───── SUPPLIED ENTRIES ─────
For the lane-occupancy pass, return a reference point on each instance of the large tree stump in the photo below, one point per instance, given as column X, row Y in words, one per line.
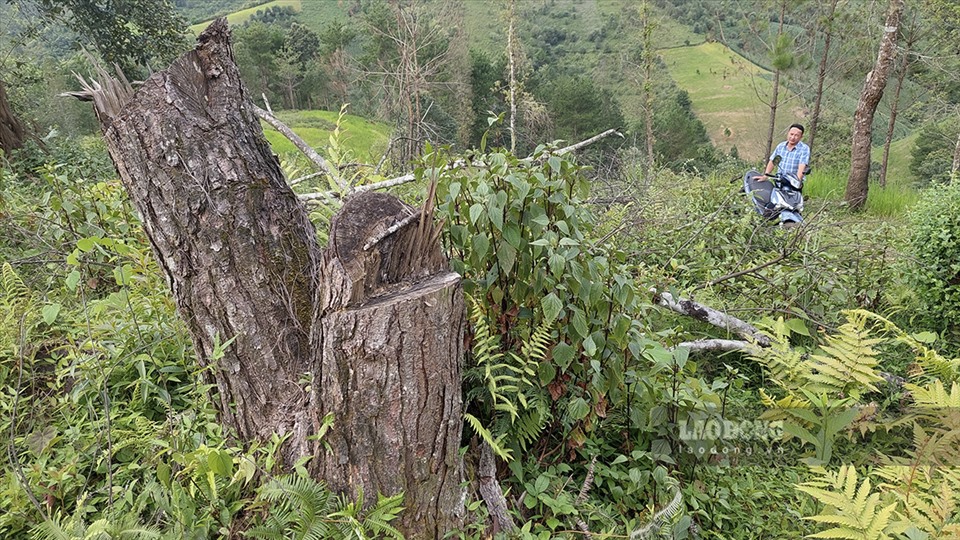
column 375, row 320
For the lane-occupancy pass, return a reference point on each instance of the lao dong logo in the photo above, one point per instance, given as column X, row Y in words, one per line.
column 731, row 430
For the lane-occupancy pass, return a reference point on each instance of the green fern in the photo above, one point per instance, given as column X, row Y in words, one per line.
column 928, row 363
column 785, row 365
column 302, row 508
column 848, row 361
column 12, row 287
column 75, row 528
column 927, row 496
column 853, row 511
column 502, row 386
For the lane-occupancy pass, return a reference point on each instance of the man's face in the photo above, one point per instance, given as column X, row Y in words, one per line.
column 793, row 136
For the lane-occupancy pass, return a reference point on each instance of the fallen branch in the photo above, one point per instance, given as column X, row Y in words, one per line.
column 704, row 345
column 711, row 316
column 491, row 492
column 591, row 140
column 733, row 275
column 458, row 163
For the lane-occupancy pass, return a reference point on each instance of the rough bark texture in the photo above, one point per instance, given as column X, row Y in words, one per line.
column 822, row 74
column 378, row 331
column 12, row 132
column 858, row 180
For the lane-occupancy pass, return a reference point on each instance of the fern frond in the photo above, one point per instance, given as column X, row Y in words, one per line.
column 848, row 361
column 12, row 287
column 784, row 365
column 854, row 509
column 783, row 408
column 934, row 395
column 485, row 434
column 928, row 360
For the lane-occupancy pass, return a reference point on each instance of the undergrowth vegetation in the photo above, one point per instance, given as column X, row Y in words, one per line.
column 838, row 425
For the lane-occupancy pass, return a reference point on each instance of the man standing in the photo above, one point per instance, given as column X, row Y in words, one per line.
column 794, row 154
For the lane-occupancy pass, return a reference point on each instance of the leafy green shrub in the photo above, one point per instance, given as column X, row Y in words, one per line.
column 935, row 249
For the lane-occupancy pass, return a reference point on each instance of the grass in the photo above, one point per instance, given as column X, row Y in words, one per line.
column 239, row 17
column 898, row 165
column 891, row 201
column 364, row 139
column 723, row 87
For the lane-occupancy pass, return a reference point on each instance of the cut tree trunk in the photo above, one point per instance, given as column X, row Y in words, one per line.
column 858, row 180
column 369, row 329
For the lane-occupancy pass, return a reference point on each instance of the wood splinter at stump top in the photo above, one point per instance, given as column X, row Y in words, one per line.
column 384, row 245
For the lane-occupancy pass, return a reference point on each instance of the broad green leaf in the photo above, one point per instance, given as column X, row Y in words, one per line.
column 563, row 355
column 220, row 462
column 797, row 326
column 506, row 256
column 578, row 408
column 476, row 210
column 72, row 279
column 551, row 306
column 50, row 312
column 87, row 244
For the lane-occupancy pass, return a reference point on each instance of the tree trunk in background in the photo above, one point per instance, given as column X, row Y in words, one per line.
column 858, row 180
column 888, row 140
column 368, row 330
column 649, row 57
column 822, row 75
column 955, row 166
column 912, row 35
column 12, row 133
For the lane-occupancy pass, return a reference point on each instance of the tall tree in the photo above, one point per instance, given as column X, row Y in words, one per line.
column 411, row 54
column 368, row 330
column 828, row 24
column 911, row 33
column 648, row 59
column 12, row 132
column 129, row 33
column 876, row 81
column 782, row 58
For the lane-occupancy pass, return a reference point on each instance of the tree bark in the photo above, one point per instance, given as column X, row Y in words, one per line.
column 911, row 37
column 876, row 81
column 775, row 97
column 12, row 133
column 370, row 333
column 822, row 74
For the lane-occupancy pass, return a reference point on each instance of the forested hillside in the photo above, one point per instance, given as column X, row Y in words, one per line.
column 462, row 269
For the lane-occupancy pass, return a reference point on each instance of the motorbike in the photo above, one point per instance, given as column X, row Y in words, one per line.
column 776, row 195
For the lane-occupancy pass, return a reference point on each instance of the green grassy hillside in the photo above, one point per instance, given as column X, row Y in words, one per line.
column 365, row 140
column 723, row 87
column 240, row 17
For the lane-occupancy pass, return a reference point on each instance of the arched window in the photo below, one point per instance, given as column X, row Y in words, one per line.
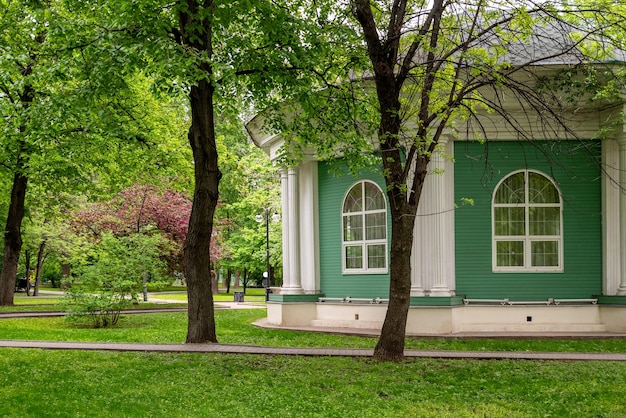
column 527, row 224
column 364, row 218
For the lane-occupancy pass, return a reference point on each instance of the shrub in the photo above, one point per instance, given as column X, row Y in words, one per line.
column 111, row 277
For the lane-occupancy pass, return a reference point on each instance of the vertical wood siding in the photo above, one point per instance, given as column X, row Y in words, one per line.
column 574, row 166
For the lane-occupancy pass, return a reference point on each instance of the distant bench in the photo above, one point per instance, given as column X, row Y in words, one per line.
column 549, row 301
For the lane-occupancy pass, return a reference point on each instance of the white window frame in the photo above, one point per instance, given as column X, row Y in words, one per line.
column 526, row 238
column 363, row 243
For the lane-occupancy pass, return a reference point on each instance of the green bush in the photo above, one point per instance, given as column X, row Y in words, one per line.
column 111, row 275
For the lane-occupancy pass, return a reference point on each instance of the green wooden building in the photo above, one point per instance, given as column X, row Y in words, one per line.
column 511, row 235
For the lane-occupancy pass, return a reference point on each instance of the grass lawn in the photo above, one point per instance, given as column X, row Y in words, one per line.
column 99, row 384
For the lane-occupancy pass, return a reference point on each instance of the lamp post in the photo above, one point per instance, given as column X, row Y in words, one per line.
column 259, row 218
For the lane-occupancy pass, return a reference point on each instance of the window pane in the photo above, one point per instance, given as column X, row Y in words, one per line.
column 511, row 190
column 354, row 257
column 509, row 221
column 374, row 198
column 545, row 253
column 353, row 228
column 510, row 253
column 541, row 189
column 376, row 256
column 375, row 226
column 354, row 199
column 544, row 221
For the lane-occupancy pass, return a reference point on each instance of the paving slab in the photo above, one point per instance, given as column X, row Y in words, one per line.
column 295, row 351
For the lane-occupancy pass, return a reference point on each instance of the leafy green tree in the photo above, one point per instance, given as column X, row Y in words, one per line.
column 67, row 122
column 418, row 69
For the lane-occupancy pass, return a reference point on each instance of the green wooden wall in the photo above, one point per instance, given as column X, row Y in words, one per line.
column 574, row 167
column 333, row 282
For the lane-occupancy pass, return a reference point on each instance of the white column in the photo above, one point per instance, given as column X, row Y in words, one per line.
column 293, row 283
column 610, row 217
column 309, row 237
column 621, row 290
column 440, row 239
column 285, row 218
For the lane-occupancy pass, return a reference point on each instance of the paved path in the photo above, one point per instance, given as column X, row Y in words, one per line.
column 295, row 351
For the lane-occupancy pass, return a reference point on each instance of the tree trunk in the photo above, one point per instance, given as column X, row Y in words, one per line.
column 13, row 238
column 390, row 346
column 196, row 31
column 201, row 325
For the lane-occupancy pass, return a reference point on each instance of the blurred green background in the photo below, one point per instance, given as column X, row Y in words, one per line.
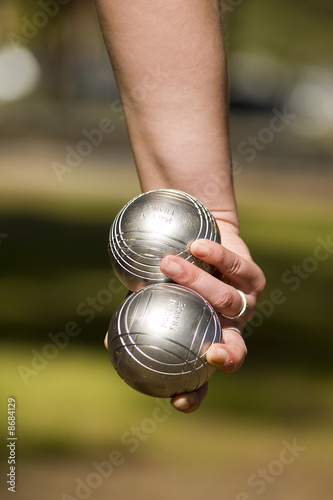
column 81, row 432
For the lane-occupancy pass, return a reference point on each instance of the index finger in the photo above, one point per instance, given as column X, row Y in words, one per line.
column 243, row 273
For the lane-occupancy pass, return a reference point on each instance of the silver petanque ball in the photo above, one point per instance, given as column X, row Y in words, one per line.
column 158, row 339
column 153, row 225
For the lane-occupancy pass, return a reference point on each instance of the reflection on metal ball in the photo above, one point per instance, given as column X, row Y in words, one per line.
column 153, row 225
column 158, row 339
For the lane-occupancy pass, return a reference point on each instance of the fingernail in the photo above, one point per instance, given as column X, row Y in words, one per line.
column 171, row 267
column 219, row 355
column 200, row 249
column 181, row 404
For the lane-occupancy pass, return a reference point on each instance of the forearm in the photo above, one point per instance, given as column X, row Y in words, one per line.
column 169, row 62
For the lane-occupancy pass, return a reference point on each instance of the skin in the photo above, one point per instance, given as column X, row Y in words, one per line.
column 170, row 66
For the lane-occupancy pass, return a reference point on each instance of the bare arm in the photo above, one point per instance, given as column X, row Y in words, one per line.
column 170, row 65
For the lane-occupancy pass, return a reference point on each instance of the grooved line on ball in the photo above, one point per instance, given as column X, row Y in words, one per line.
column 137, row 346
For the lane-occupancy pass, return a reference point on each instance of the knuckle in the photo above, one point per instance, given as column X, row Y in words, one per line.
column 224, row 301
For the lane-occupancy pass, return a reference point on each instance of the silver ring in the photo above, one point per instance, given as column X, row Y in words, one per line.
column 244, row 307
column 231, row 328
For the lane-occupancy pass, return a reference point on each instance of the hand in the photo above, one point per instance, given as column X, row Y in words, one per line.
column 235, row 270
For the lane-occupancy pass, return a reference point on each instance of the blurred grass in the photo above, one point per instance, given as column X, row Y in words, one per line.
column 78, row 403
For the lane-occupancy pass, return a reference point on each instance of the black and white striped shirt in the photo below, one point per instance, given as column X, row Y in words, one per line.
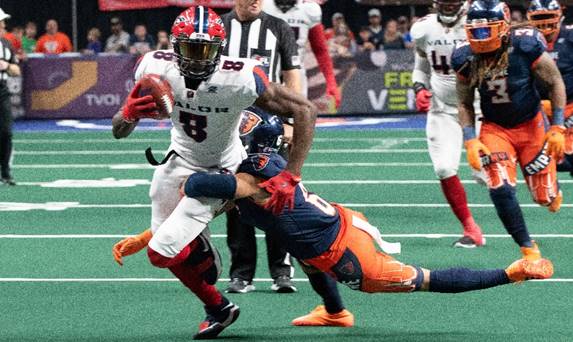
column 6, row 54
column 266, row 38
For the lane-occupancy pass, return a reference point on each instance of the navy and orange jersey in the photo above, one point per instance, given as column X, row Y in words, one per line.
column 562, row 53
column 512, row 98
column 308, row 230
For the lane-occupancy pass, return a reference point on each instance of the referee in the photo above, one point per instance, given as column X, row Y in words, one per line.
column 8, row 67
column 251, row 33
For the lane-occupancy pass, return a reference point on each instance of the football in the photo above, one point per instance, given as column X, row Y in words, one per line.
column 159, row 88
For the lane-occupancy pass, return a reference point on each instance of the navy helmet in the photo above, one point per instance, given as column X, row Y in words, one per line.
─────
───── SUPPLIED ENTRIES ─────
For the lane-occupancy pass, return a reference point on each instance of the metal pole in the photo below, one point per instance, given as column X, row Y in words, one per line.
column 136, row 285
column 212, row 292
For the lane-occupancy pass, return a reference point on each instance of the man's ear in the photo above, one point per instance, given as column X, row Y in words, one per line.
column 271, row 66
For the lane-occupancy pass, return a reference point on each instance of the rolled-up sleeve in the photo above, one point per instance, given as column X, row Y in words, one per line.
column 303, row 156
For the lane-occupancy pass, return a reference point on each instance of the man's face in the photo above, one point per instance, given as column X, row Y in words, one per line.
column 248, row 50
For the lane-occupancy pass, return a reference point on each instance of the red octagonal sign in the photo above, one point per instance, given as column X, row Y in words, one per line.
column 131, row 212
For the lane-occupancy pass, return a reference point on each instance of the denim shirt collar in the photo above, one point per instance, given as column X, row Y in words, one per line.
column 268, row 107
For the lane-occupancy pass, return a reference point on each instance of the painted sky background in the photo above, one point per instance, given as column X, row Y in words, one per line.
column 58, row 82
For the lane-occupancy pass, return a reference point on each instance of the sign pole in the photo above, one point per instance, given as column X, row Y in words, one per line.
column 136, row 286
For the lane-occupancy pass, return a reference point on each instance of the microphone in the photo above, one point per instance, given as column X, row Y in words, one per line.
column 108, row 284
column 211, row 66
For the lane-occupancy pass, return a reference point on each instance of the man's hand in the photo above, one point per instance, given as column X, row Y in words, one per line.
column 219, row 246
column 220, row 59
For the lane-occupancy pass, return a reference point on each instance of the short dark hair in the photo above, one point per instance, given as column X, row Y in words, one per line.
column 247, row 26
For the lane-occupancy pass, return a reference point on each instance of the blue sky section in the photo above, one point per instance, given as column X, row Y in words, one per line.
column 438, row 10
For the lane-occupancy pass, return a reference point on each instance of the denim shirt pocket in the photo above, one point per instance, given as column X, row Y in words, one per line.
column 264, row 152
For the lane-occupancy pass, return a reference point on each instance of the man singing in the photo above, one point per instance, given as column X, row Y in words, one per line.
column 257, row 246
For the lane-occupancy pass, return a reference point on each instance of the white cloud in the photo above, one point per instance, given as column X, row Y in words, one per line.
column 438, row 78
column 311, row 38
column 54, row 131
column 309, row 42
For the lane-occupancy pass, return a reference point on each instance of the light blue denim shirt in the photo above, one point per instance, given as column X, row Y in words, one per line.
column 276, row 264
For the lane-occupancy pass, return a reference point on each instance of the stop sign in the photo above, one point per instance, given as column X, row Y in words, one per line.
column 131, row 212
─────
───── SUPPLIED ENTRIES ─────
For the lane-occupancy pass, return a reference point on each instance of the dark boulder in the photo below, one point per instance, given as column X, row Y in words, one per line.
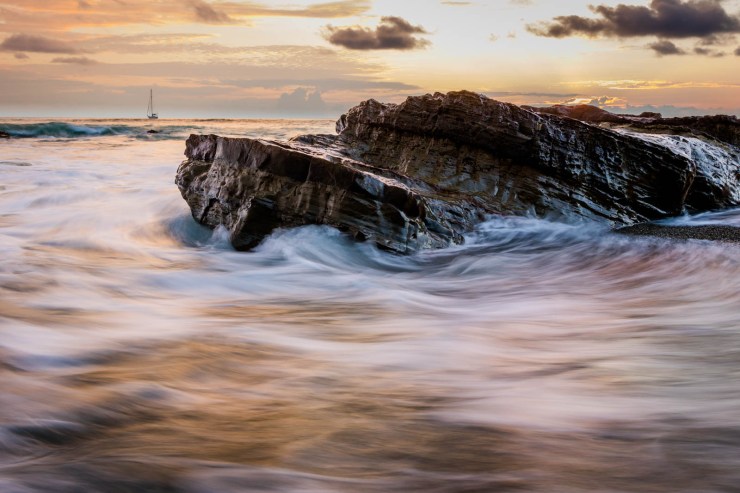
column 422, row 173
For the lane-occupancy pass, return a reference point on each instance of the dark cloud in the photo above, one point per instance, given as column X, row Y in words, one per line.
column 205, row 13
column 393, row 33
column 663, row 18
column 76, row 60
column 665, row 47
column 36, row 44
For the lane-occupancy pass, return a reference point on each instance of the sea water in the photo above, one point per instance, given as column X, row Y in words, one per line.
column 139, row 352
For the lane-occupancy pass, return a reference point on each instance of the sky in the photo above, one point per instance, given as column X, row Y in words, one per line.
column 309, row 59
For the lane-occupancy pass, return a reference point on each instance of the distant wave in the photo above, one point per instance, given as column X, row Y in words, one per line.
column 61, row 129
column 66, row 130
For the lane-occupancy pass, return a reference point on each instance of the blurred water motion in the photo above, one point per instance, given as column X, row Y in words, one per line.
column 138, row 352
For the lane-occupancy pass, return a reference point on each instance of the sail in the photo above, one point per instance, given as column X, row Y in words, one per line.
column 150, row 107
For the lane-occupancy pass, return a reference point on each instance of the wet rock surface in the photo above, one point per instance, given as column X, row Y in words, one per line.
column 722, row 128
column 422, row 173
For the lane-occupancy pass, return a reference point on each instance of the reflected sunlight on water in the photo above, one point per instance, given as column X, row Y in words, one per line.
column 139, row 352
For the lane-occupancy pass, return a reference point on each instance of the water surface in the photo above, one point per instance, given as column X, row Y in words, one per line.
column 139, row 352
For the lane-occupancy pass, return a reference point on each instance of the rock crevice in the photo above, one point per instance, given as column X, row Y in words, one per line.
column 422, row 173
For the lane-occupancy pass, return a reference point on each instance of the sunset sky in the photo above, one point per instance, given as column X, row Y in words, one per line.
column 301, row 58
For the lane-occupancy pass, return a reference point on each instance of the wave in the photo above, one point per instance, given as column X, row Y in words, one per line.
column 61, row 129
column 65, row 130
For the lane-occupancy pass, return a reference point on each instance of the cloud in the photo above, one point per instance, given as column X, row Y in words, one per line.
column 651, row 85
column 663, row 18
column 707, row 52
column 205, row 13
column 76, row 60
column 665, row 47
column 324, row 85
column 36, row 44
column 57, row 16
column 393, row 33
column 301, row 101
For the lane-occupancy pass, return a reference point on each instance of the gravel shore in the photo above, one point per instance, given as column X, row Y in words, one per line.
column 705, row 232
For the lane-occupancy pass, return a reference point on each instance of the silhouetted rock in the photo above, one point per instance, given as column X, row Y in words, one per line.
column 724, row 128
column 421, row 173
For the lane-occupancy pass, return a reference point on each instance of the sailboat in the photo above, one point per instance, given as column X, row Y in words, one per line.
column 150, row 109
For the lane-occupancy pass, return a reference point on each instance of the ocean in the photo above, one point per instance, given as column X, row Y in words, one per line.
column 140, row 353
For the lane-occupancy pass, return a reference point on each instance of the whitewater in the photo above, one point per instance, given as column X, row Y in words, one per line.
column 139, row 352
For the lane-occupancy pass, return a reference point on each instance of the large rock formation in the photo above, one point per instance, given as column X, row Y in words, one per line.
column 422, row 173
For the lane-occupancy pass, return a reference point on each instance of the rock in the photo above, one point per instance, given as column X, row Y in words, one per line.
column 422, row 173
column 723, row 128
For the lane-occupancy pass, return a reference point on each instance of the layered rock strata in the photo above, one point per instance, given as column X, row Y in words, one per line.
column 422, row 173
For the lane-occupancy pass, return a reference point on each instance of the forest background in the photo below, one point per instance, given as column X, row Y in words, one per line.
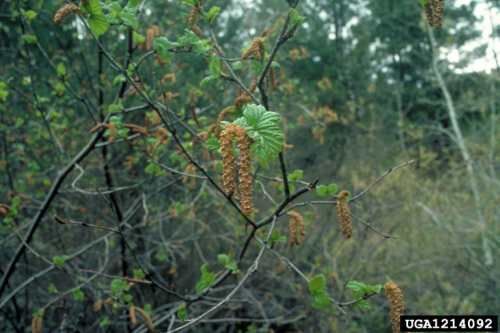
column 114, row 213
─────
- [TASK REQUIREMENTS] Using the entries above, return exactly the lines from the line with "of the referee" to the line with "the navy helmet", counting both of those lines.

- [TASK SOLUTION]
For the lane-occupancy pass, return a reference point on each instance of the referee in the photo above, one point per instance, given as column X, row Y in words, one per line.
column 8, row 67
column 251, row 33
For the lane-occupancy pass, return a reference point on each instance of the football in the photo above, one point per instance, given as column X, row Y in words, one per line.
column 159, row 88
For the lane-occupancy pass, return a reference point on each instance of the navy helmet in the photo above, one point per instance, given as column X, row Y in words, one per line.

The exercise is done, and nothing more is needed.